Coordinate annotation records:
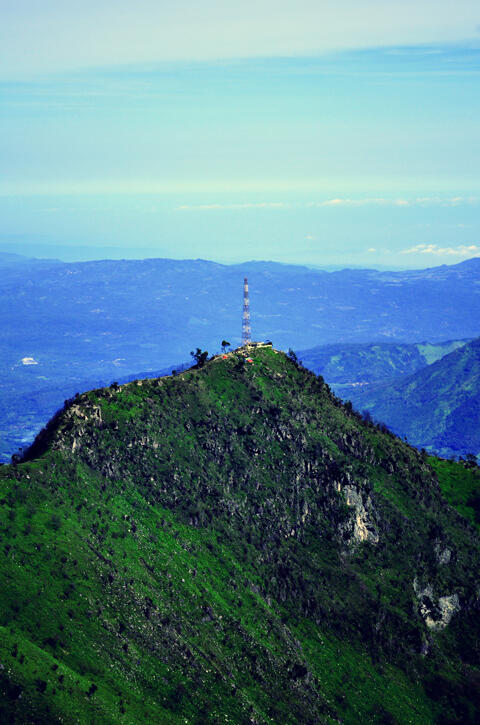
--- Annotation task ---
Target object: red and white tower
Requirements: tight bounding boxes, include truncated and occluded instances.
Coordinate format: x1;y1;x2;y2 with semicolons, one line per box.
242;277;251;345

PROBLEM STATEMENT: Turn each line of the records above into a row of a Markdown table with the columns Row and Line, numbering the rows and skipping any blank lines. Omit the pictures.

ANSWER TO THIS EXERCISE:
| Row | Line |
|---|---|
| 1 | --- Annotation task --- |
| 2 | Target object: red and white tower |
| 3 | Requirements: tight bounding boxes, include truncated and occluded instances. |
| 4 | Coordinate format: x1;y1;x2;y2 with semicolons, one line per box. |
| 5 | 242;277;251;345 |